TASK TO CARRY OUT –
Reproduce every record below line for line, with no changes.

(Dataset entries)
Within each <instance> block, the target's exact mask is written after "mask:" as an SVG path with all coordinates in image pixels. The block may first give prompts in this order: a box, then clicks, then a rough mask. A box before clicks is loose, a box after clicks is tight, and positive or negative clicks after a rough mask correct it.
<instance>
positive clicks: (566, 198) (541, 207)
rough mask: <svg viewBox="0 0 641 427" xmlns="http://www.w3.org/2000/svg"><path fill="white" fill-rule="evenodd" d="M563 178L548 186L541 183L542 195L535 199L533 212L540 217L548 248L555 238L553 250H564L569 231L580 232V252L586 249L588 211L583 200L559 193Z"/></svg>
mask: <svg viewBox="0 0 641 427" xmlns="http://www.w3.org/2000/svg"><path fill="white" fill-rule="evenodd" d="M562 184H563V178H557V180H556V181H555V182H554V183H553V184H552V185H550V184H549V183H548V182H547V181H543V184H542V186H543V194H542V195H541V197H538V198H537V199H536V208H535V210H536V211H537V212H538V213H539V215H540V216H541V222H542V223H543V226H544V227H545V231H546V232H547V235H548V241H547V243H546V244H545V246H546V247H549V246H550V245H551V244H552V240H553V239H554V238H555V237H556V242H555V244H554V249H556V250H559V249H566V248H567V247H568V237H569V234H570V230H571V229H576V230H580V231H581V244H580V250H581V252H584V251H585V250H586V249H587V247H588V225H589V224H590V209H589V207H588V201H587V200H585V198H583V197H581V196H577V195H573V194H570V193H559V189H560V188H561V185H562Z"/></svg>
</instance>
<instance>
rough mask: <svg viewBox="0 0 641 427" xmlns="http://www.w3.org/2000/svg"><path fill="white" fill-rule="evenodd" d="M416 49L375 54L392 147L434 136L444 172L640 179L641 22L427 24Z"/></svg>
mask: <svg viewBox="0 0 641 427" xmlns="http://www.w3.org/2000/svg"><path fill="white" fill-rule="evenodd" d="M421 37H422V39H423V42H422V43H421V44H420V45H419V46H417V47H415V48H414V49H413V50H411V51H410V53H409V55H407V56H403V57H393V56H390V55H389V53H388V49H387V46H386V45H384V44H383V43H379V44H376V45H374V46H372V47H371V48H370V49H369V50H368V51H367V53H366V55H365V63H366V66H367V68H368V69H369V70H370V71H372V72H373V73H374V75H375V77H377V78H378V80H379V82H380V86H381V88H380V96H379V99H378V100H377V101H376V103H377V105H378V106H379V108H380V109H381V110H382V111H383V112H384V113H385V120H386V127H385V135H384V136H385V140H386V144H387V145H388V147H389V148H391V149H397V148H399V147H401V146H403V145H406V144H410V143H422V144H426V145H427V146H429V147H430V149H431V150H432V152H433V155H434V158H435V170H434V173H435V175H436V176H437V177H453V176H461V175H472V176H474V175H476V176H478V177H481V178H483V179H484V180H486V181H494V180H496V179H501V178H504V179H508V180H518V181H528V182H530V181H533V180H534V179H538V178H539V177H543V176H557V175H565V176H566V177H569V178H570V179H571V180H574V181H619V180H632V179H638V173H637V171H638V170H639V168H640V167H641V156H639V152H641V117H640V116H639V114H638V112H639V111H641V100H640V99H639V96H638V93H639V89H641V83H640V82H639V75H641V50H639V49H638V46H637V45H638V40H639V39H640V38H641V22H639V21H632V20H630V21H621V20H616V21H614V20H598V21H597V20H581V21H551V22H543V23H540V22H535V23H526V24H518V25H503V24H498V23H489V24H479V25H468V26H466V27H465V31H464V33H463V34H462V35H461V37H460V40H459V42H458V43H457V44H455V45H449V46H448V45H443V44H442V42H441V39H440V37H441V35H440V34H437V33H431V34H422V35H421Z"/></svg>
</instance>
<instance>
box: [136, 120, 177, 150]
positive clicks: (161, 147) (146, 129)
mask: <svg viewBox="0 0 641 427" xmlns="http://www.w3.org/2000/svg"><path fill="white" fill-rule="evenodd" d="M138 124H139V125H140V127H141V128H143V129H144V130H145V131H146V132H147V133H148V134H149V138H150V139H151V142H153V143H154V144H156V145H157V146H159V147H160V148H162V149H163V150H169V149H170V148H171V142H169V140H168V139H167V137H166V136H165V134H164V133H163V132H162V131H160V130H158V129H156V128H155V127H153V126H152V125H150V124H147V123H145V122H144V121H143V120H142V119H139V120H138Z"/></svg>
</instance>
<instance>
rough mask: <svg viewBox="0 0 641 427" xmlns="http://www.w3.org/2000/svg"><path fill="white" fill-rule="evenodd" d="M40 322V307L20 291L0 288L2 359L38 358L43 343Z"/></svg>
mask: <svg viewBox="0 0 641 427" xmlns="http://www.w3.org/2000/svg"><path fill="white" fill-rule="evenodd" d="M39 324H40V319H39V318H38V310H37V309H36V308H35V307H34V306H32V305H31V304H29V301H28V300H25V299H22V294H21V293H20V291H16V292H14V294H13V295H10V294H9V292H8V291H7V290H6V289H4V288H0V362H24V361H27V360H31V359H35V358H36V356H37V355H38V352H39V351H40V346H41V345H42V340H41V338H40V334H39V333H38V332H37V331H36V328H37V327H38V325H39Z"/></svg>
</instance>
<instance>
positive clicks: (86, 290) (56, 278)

ANSWER AREA –
Within each <instance> block, the target's exact mask is written after "mask:" as an SVG path with all coordinates in image pixels. The block may first give prompts in this order: a box, then clicks, then a rough mask. A box before clicks is loose, a box after clicks is tight, and positive or negative clicks after a rough mask correct it.
<instance>
positive clicks: (566, 198) (541, 207)
rough mask: <svg viewBox="0 0 641 427" xmlns="http://www.w3.org/2000/svg"><path fill="white" fill-rule="evenodd" d="M563 178L548 186L541 183L542 195L535 199L533 212L540 217L548 248L555 238L553 250H564L569 231L580 232V252L586 249L588 211L583 200L559 193Z"/></svg>
mask: <svg viewBox="0 0 641 427" xmlns="http://www.w3.org/2000/svg"><path fill="white" fill-rule="evenodd" d="M562 184H563V178H557V180H556V181H555V182H554V183H553V184H552V185H550V184H549V183H548V182H547V181H543V184H542V186H543V194H542V195H541V197H538V198H537V199H536V208H535V210H536V211H537V212H538V213H539V215H540V216H541V222H542V223H543V226H544V227H545V231H546V232H547V235H548V241H547V243H546V244H545V246H546V247H549V246H550V245H551V244H552V240H553V239H554V238H555V237H556V242H555V244H554V249H556V250H559V249H566V248H567V247H568V237H569V234H570V230H571V229H576V230H580V231H581V244H580V250H581V252H584V251H585V250H586V249H587V247H588V225H589V224H590V209H589V207H588V201H587V200H585V198H583V197H581V196H577V195H573V194H570V193H559V189H560V188H561V185H562Z"/></svg>
</instance>
<instance>
rough mask: <svg viewBox="0 0 641 427" xmlns="http://www.w3.org/2000/svg"><path fill="white" fill-rule="evenodd" d="M416 49L375 54L392 147L434 136L444 172L640 179L641 22L427 24Z"/></svg>
mask: <svg viewBox="0 0 641 427" xmlns="http://www.w3.org/2000/svg"><path fill="white" fill-rule="evenodd" d="M421 37H422V39H423V42H422V43H421V44H420V45H419V46H417V47H415V48H414V49H413V50H411V51H410V53H409V55H407V56H403V57H393V56H390V55H389V53H388V49H387V46H386V45H384V44H383V43H379V44H376V45H374V46H372V47H371V48H370V49H369V50H368V51H367V53H366V55H365V63H366V66H367V68H368V69H369V70H370V71H372V72H373V73H374V75H375V77H377V78H378V80H379V82H380V86H381V88H380V96H379V99H378V100H377V101H376V103H377V105H378V106H379V108H380V109H381V110H382V111H383V112H384V113H385V120H386V127H385V135H384V136H385V140H386V144H387V145H388V147H389V148H391V149H397V148H399V147H401V146H403V145H406V144H410V143H422V144H426V145H427V146H429V147H430V149H431V150H432V152H433V155H434V158H435V170H434V173H435V175H436V176H437V177H453V176H461V175H472V176H474V175H476V176H478V177H481V178H483V179H484V180H486V181H494V180H496V179H501V178H504V179H508V180H518V181H528V182H530V181H533V180H534V179H538V178H539V177H543V176H557V175H565V176H566V177H569V178H570V179H571V180H574V181H619V180H632V179H638V173H637V171H638V170H639V168H640V167H641V156H639V152H641V117H640V116H639V114H638V112H639V111H641V100H640V99H639V96H638V93H639V89H641V83H640V82H639V75H641V50H639V49H638V46H637V45H638V40H639V39H640V38H641V22H639V21H632V20H630V21H621V20H616V21H614V20H598V21H597V20H581V21H551V22H543V23H540V22H535V23H526V24H518V25H503V24H498V23H489V24H479V25H468V26H466V27H465V31H464V33H463V34H462V35H461V37H460V40H459V42H458V43H457V44H455V45H449V46H448V45H443V44H442V42H441V39H440V37H441V35H440V34H437V33H431V34H422V35H421Z"/></svg>
</instance>
<instance>
box: [136, 120, 177, 150]
positive clicks: (161, 147) (146, 129)
mask: <svg viewBox="0 0 641 427" xmlns="http://www.w3.org/2000/svg"><path fill="white" fill-rule="evenodd" d="M138 124H139V125H140V127H141V128H143V129H144V130H145V131H146V132H147V133H148V134H149V138H150V139H151V142H153V143H154V144H156V145H157V146H159V147H160V148H162V149H163V150H169V149H170V148H171V142H169V140H168V139H167V137H166V136H165V134H164V133H163V132H162V131H160V130H158V129H156V128H155V127H153V126H152V125H150V124H147V123H145V122H144V121H143V120H142V119H139V120H138Z"/></svg>
</instance>
<instance>
rough mask: <svg viewBox="0 0 641 427" xmlns="http://www.w3.org/2000/svg"><path fill="white" fill-rule="evenodd" d="M40 322V307L20 291L0 288L2 359L38 358L43 343Z"/></svg>
mask: <svg viewBox="0 0 641 427" xmlns="http://www.w3.org/2000/svg"><path fill="white" fill-rule="evenodd" d="M39 324H40V319H39V318H38V310H37V309H36V308H35V307H34V306H32V305H31V304H29V301H28V300H25V299H22V294H21V293H20V291H16V292H14V294H13V295H10V294H9V292H8V291H7V290H6V289H4V288H0V362H24V361H27V360H31V359H35V358H36V356H37V355H38V352H39V351H40V346H41V345H42V340H41V338H40V334H39V333H38V332H37V331H36V328H37V327H38V325H39Z"/></svg>
</instance>
<instance>
positive clicks: (86, 290) (56, 278)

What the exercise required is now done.